#### [What is being asked]
Can you put the lines in the items below, from the line with "Trace the outline of every instance of the **person's" up to and including the line with "M 131 198 L", into a JSON list of strings with one string per line and no blank lines?

#### [Data to use]
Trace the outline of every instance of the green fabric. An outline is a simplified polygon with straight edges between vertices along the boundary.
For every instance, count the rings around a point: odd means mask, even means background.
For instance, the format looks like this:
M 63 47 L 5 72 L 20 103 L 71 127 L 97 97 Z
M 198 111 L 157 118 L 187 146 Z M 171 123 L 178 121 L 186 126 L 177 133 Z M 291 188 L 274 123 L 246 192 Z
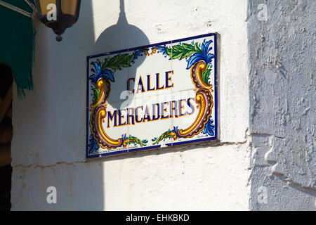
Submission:
M 2 1 L 32 13 L 23 0 Z M 34 31 L 32 18 L 0 6 L 0 63 L 11 68 L 18 95 L 25 96 L 25 89 L 33 90 Z

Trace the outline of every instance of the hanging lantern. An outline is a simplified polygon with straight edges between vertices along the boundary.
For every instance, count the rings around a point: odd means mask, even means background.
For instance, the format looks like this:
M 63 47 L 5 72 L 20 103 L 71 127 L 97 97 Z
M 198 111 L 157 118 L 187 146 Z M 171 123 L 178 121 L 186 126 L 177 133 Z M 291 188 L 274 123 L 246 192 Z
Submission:
M 36 0 L 39 20 L 57 34 L 56 40 L 78 20 L 81 0 Z

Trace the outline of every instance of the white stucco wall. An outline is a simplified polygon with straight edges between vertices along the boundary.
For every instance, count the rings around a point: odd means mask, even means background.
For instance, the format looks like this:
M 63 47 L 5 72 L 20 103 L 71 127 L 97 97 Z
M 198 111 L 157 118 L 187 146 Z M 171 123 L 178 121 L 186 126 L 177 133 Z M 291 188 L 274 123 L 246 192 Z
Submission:
M 116 25 L 119 1 L 91 2 L 60 43 L 34 22 L 35 90 L 14 92 L 12 210 L 248 210 L 246 1 L 126 0 L 129 25 Z M 87 56 L 215 32 L 220 141 L 85 159 Z

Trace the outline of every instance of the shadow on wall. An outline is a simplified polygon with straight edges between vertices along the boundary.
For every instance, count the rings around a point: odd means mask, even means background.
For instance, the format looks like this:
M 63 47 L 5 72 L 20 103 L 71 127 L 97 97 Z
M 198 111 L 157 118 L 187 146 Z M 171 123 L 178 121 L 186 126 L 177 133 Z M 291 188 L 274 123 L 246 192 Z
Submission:
M 105 29 L 98 38 L 93 53 L 104 53 L 149 44 L 145 33 L 139 28 L 129 24 L 124 9 L 124 1 L 120 0 L 120 13 L 117 23 Z M 108 51 L 110 49 L 110 51 Z

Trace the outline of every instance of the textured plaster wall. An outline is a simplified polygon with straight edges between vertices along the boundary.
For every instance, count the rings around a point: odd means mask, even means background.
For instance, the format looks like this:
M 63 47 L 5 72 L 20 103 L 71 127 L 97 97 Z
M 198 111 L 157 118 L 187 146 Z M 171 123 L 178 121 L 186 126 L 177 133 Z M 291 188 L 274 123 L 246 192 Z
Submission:
M 119 1 L 81 4 L 60 43 L 34 21 L 35 90 L 13 99 L 12 210 L 248 210 L 246 1 L 125 1 L 125 20 Z M 213 32 L 220 141 L 86 160 L 86 57 Z
M 315 10 L 313 0 L 249 1 L 251 210 L 316 209 Z

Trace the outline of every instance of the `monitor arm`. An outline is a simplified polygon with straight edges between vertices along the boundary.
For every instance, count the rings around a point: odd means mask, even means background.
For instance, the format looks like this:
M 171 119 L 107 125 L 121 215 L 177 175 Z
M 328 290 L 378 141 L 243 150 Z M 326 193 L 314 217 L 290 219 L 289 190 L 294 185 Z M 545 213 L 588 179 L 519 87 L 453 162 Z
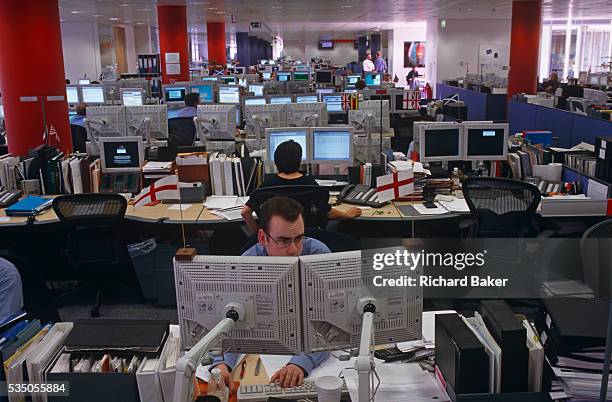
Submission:
M 202 356 L 217 342 L 231 331 L 237 322 L 244 321 L 246 309 L 240 303 L 228 303 L 225 308 L 225 318 L 219 321 L 198 343 L 176 362 L 176 378 L 174 380 L 174 402 L 189 402 L 193 400 L 193 375 Z
M 355 370 L 357 370 L 359 400 L 368 402 L 372 399 L 370 395 L 370 380 L 374 372 L 374 367 L 376 366 L 372 355 L 376 299 L 372 297 L 362 297 L 357 303 L 357 309 L 359 314 L 362 315 L 362 323 L 359 355 L 355 361 Z

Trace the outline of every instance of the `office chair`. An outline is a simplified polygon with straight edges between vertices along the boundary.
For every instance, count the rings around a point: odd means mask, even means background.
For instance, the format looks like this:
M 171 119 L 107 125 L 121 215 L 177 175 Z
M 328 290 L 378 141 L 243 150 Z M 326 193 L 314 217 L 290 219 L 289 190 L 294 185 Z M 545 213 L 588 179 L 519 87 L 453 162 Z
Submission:
M 495 177 L 470 177 L 463 196 L 472 219 L 460 224 L 463 237 L 549 237 L 535 211 L 541 194 L 536 186 Z
M 193 117 L 168 119 L 168 147 L 190 147 L 195 142 L 196 128 Z
M 76 152 L 87 152 L 85 142 L 87 141 L 87 129 L 78 124 L 70 125 L 70 135 L 72 136 L 72 149 Z
M 102 292 L 110 287 L 111 271 L 119 265 L 127 200 L 119 194 L 70 194 L 55 198 L 52 206 L 68 232 L 68 262 L 79 270 L 79 279 L 93 280 L 96 302 L 91 316 L 99 317 Z

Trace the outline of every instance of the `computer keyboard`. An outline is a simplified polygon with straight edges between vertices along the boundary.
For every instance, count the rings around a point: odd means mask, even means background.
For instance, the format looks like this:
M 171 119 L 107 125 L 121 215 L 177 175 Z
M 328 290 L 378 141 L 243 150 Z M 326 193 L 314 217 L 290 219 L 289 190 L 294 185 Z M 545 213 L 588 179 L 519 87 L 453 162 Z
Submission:
M 276 384 L 241 385 L 238 400 L 266 402 L 271 396 L 284 399 L 316 398 L 317 388 L 314 383 L 314 380 L 304 380 L 303 385 L 293 388 L 281 388 Z M 342 387 L 342 394 L 348 394 L 346 384 Z

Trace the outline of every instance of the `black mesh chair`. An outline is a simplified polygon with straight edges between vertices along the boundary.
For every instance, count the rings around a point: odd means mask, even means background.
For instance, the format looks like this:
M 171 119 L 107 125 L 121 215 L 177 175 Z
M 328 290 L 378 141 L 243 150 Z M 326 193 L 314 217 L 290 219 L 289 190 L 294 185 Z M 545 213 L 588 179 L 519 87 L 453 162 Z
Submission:
M 168 147 L 188 147 L 195 142 L 196 128 L 193 117 L 168 119 Z
M 473 220 L 462 222 L 464 237 L 536 237 L 542 224 L 535 211 L 538 188 L 522 181 L 494 177 L 470 177 L 463 196 Z
M 119 265 L 120 225 L 127 200 L 119 194 L 73 194 L 55 198 L 52 205 L 68 232 L 68 262 L 78 270 L 79 280 L 93 282 L 96 302 L 91 316 L 98 317 L 102 292 L 110 286 L 112 273 Z

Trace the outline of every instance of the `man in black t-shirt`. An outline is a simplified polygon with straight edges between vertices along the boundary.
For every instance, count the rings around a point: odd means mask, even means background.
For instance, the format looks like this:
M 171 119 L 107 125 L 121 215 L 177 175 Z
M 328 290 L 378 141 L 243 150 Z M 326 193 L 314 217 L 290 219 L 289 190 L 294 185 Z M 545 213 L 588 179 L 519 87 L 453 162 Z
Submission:
M 263 187 L 278 187 L 278 186 L 316 186 L 318 185 L 315 179 L 311 176 L 305 176 L 299 172 L 302 163 L 302 146 L 293 140 L 285 141 L 276 147 L 274 151 L 274 164 L 278 169 L 278 174 L 264 180 L 260 188 Z M 332 208 L 328 205 L 327 219 L 344 220 L 352 219 L 361 215 L 361 209 L 350 208 L 346 212 Z M 242 207 L 242 218 L 247 226 L 257 232 L 259 225 L 253 218 L 253 201 L 249 200 Z

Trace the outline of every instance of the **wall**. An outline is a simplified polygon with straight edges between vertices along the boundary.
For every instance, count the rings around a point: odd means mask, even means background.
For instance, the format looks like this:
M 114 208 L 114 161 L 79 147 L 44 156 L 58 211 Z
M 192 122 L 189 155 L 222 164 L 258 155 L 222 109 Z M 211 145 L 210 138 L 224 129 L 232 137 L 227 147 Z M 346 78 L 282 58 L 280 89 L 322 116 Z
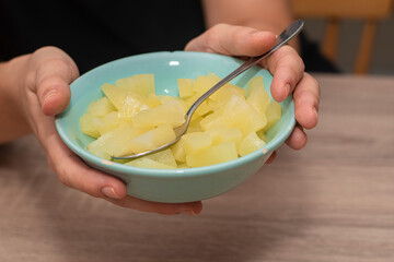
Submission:
M 320 43 L 324 35 L 323 20 L 305 20 L 305 32 Z M 340 24 L 337 64 L 344 72 L 351 72 L 361 37 L 362 22 L 344 21 Z M 372 52 L 371 74 L 394 74 L 394 15 L 379 23 Z

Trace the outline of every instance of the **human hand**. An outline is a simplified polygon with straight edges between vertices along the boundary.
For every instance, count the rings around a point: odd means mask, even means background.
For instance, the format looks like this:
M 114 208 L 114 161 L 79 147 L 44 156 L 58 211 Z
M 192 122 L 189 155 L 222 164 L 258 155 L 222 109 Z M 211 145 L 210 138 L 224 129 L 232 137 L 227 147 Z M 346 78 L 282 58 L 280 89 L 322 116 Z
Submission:
M 71 96 L 69 84 L 79 76 L 76 63 L 66 52 L 44 47 L 22 57 L 18 64 L 22 111 L 62 183 L 138 211 L 190 215 L 201 212 L 201 202 L 165 204 L 129 196 L 123 181 L 89 167 L 63 144 L 54 117 L 67 108 Z
M 276 36 L 269 32 L 251 27 L 217 24 L 200 36 L 190 40 L 186 51 L 216 52 L 234 57 L 255 57 L 274 47 Z M 293 150 L 306 144 L 304 129 L 317 124 L 320 87 L 315 79 L 304 72 L 304 64 L 298 52 L 290 46 L 283 46 L 264 59 L 260 67 L 274 75 L 270 86 L 275 100 L 282 102 L 293 93 L 297 124 L 286 143 Z M 276 152 L 267 163 L 271 163 Z

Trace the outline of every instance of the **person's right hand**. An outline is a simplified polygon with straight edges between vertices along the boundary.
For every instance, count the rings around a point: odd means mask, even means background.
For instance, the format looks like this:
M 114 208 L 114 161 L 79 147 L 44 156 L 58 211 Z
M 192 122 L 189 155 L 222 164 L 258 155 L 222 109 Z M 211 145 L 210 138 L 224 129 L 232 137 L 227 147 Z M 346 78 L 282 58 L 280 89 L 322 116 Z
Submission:
M 131 198 L 126 194 L 121 180 L 89 167 L 65 145 L 56 131 L 54 117 L 68 107 L 71 96 L 69 84 L 79 76 L 76 63 L 66 52 L 44 47 L 18 58 L 14 69 L 19 73 L 19 100 L 24 118 L 62 183 L 138 211 L 189 215 L 201 212 L 201 202 L 165 204 Z

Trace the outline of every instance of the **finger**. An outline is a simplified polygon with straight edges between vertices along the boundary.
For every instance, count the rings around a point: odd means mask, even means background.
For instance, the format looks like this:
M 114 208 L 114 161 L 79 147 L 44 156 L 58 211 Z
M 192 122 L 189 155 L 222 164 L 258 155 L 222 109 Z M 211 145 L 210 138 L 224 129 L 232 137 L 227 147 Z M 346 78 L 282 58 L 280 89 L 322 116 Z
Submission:
M 297 51 L 290 46 L 283 46 L 270 55 L 267 66 L 274 75 L 271 95 L 277 102 L 282 102 L 296 88 L 304 73 L 304 63 Z
M 32 56 L 36 69 L 33 92 L 47 116 L 55 116 L 68 106 L 71 92 L 69 84 L 79 76 L 72 59 L 55 47 L 40 48 Z
M 123 181 L 85 165 L 57 134 L 54 133 L 44 143 L 50 144 L 45 146 L 49 166 L 63 184 L 96 198 L 126 196 L 126 186 Z
M 49 143 L 53 145 L 48 148 L 48 155 L 51 156 L 48 159 L 49 166 L 59 180 L 69 188 L 142 212 L 197 215 L 202 210 L 201 202 L 167 204 L 128 196 L 123 181 L 86 166 L 59 141 L 58 136 L 50 138 Z M 54 154 L 54 152 L 58 153 Z
M 273 33 L 251 27 L 218 24 L 190 40 L 186 51 L 216 52 L 227 56 L 258 56 L 274 47 Z
M 274 151 L 273 154 L 268 157 L 268 159 L 267 159 L 267 162 L 265 164 L 269 165 L 269 164 L 274 163 L 276 157 L 277 157 L 277 152 Z
M 320 86 L 310 74 L 304 73 L 293 93 L 296 119 L 305 129 L 316 127 L 318 121 Z
M 301 150 L 305 146 L 308 142 L 308 138 L 303 128 L 298 123 L 296 124 L 293 131 L 290 136 L 286 140 L 286 144 L 289 145 L 293 150 Z
M 195 216 L 201 213 L 202 210 L 202 203 L 200 201 L 190 203 L 158 203 L 132 196 L 126 196 L 121 200 L 108 199 L 108 201 L 123 207 L 163 215 L 184 214 Z

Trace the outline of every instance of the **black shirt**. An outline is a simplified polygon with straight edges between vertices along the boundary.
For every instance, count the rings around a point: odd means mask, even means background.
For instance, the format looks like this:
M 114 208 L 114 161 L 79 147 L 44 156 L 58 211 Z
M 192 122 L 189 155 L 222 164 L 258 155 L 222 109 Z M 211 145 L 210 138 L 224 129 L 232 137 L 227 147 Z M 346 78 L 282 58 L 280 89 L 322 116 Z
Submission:
M 0 0 L 0 61 L 57 46 L 81 73 L 117 58 L 182 50 L 205 31 L 199 0 Z M 309 71 L 332 71 L 306 38 Z M 308 60 L 305 60 L 308 58 Z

#### [Response to the task]
[
  "Trace the outline of every instance of the **person's right hand**. An outline is a simplified polygon with straight edges between vertices along the boundary.",
  "For every instance, count the rings around a point: odd means mask, even means background.",
  "For instance, the format looks like this:",
  "M 114 208 L 114 161 L 79 147 L 44 156 L 58 211 Z",
  "M 192 122 L 189 155 L 222 164 L 258 155 L 222 109 Z M 211 145 L 210 138 L 224 129 L 232 137 L 227 147 Z M 346 78 L 282 58 L 280 89 L 322 116 Z",
  "Submission:",
  "M 131 198 L 126 194 L 121 180 L 89 167 L 65 145 L 56 131 L 54 117 L 68 107 L 71 96 L 69 84 L 79 76 L 76 63 L 66 52 L 44 47 L 18 58 L 14 69 L 19 73 L 19 100 L 24 118 L 62 183 L 138 211 L 189 215 L 201 212 L 201 202 L 165 204 Z"
]